[What is expected] Every entry below should be restated word for word, except for its images.

[Record set]
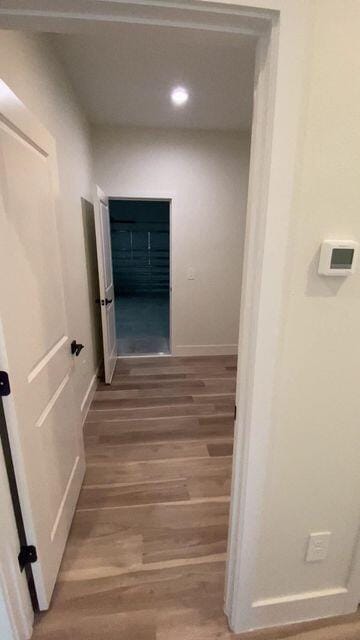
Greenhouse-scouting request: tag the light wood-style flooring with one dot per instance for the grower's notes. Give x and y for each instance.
(145, 559)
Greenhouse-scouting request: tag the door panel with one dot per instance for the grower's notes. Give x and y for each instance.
(41, 414)
(106, 283)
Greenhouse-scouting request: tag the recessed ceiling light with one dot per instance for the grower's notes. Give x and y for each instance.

[Response]
Greenhouse-scouting request: tag the light wood-style flooring with one dot per instance for the grower's notes. Give x and y for each instance.
(145, 559)
Greenhouse-scouting request: tag the door panel with one dot per instance for the grower's notes. Give x and y for each instance.
(41, 414)
(106, 283)
Greenhouse-scouting request: tag the recessed ceiling light with one dot per instance for the grower's notes. Give x and y for each instance.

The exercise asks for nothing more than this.